● Hilo del foro:
++++++
# Problemas con amplificador de 40W (ROLLER)



## Tharmas (Jun 8, 2007)

Resulta ser que se me quemaron dos resistencias de la salida de potencia de mi amplificador de 40W ROLLER. El problema es que no se por cuales reemplazarlas porque... estan quemadas!!   Solo se que son de metal film 2 WATTS 5%, no conozco su valor porque no se le ven los colores. Alguien tendría idea de cuales pueden ser?? Si tienen un roller de 40 por ahí les pido por favor lo abran, o de otra marca.
¿Creen que si le pongo dos resistencias METAL FILM de 2W 5% del máximo valor cambiaría el rendimiento del equipo? No conozco a fondo estos componentes. ops: 

Bueno gracias por su tiempo.


----------



## palomo (Jun 12, 2007)

Metal film al 5% compadre segun tengo entendido estas son al 1% (casi exactas por no decir otra cosa) pero bueno amigo me gustaria que fueras un poco mas especifico ya que asi nadamas con lo que describes es como buscar una virgen en un burdel  

 8) Seria bueno que si puedes colocar el modelo de tu amplificador, asi como una foto para poder ver mas o menos en donde se encuentra el material dañado, y que cres, una resistencia quemada no es un indicio que unicamente está esta mal, ya que solo es un indicio por que algun elemento anterior esta en mal funcionamiento (como puede ser un transistor, diodo, capacitor en corto [aunque no lo creas algunas veces estos dan cada sorpresa] etc) asi que amigo hay mucho trabajo por hacer y muchos datos que tienes que aportar para poder ayudarte. Como mencionas que son de salida de tu amplificador por lo regular checa que los transistores de salida no esten en corto (los que estan conectados con las resistencias quemadas) y amigo una forma de ver de que valor son, es que mires las otras que se encuentran en los demas transistores que por lo regular todas las resistencias de salida son iguales, estan deben ser menos de 0.5 Ohms

Suerte


----------



## Tharmas (Jun 13, 2007)

Bueno voy a ver si puedo sacarle una foto a la placa, pero bue... Se que debe haber otro problema porque es la 2º vez que pasa y es cuando lo conecto a la PC. Las resistencias cercanas son de otros tamaños, por lo tanto otros valores. Y lo de 5% lo saqué por el tamaño de ambas. Ahora lo unico que quiero es que funcione. Por eso pregunto si al ponerle unas del mayor valor en 5% y 2W cambiaría mucho el funcionamiento, porque si no es así, yo le mando dos bien grosas y se acaba el problema para mi. ¿Que me dices?????

Gracias


----------



## rampa (Jun 13, 2007)
++++++
● Material proporcionado:
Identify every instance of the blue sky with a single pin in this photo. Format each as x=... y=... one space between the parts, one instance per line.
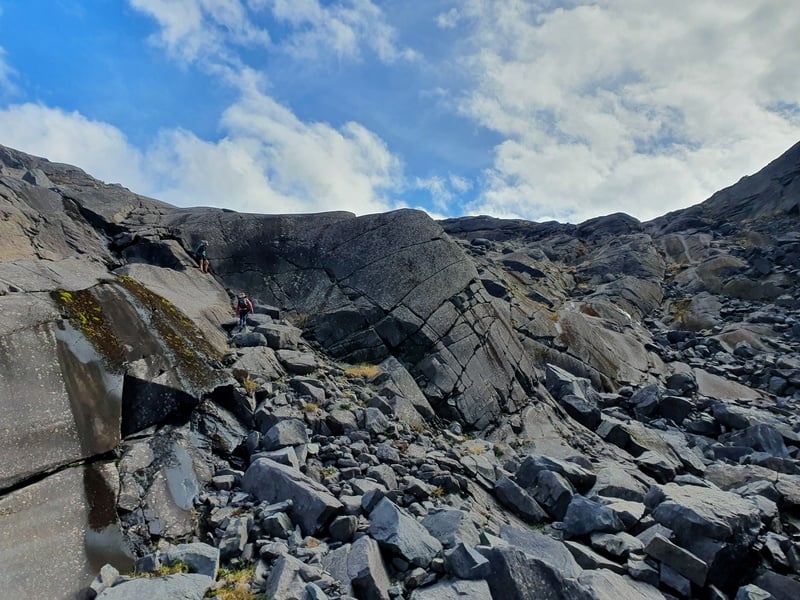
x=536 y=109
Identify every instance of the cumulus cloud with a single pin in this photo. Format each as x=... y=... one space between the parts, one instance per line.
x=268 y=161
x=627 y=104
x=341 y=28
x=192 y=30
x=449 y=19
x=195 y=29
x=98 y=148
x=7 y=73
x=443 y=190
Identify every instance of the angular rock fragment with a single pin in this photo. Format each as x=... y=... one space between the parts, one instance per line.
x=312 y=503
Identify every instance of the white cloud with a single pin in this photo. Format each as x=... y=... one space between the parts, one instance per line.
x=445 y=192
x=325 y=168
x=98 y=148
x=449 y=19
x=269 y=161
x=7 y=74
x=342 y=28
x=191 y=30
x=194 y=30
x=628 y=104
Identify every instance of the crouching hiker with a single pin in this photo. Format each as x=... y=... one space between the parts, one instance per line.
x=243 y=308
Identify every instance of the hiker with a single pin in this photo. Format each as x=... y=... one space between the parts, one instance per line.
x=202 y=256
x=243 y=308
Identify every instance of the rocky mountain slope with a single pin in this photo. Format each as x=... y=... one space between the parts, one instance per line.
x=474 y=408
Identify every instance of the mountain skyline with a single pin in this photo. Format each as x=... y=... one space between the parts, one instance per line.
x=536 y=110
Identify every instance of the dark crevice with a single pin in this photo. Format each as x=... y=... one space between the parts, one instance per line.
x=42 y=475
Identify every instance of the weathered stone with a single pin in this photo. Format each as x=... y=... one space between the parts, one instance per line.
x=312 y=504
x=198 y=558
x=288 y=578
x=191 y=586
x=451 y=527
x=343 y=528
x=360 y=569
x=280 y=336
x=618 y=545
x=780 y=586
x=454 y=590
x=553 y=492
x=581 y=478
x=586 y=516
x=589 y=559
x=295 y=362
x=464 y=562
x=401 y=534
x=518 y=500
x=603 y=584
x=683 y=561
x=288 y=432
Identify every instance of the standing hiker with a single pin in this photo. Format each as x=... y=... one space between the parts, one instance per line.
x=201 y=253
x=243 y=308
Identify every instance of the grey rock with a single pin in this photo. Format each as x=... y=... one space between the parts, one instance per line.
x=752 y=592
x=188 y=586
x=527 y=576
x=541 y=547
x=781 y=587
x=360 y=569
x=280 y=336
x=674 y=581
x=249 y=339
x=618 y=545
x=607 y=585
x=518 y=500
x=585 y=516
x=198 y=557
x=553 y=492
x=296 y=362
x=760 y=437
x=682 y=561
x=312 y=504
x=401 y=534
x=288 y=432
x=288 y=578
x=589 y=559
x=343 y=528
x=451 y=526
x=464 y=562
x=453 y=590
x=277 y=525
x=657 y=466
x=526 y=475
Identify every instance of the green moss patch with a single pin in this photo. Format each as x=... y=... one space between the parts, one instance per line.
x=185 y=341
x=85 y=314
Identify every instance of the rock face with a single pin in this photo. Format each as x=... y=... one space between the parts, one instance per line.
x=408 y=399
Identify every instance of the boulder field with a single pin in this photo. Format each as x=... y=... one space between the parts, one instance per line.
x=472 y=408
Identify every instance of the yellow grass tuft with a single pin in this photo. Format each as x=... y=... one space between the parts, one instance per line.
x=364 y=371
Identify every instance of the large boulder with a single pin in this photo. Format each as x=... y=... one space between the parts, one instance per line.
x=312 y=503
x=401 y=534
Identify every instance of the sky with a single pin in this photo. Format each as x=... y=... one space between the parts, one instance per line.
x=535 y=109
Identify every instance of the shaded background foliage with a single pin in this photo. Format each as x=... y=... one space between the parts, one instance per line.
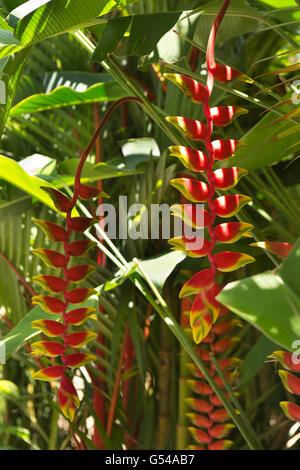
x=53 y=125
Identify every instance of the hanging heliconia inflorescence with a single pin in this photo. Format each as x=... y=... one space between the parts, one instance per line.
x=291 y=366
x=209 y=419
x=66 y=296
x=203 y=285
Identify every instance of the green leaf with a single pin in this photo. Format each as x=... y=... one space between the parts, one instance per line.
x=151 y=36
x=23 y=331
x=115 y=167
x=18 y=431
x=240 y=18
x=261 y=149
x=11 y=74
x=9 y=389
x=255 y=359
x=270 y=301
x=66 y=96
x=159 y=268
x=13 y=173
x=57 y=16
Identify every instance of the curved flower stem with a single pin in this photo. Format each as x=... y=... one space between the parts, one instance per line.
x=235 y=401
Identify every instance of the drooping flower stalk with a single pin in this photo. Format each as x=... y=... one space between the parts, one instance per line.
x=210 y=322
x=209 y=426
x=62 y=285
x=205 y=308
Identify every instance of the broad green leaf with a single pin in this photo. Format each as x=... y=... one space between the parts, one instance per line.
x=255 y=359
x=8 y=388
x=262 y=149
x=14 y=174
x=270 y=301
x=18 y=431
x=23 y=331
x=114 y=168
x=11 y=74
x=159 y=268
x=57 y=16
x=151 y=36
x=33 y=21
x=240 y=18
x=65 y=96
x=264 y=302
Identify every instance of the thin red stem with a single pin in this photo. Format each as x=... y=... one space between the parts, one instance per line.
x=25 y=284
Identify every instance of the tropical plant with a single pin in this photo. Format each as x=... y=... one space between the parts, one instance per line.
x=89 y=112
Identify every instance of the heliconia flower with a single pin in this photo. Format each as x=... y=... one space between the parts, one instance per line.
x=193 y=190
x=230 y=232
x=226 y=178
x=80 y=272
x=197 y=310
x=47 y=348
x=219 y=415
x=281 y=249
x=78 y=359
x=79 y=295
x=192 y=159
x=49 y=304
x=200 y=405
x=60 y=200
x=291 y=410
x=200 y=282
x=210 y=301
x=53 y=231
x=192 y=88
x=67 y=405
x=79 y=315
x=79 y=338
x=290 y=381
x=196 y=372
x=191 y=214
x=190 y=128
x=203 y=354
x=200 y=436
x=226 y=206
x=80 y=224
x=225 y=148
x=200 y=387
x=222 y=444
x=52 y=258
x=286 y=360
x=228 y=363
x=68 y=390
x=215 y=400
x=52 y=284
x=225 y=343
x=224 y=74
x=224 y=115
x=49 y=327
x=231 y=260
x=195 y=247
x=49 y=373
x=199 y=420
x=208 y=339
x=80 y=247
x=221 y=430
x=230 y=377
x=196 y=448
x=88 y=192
++++++
● Qué se pide:
1. Según el hilo, ¿por qué Tharmas no conoce el valor de las resistencias quemadas?
2. Enumera los componentes que palomo menciona en el hilo como posibles causantes de la falla, aparte de la resistencia quemada.
3. Copia del hilo el pasaje que comienza en las palabras "# Problemas con" y termina después de "de otra marca.".

● Respuestas:
1. Porque no se les ven los colores.

2. Transistor, diodo y capacitor en corto.

3.
# Problemas con amplificador de 40W (ROLLER)



## Tharmas (Jun 8, 2007)

Resulta ser que se me quemaron dos resistencias de la salida de potencia de mi amplificador de 40W ROLLER. El problema es que no se por cuales reemplazarlas porque... estan quemadas!!   Solo se que son de metal film 2 WATTS 5%, no conozco su valor porque no se le ven los colores. Alguien tendría idea de cuales pueden ser?? Si tienen un roller de 40 por ahí les pido por favor lo abran, o de otra marca.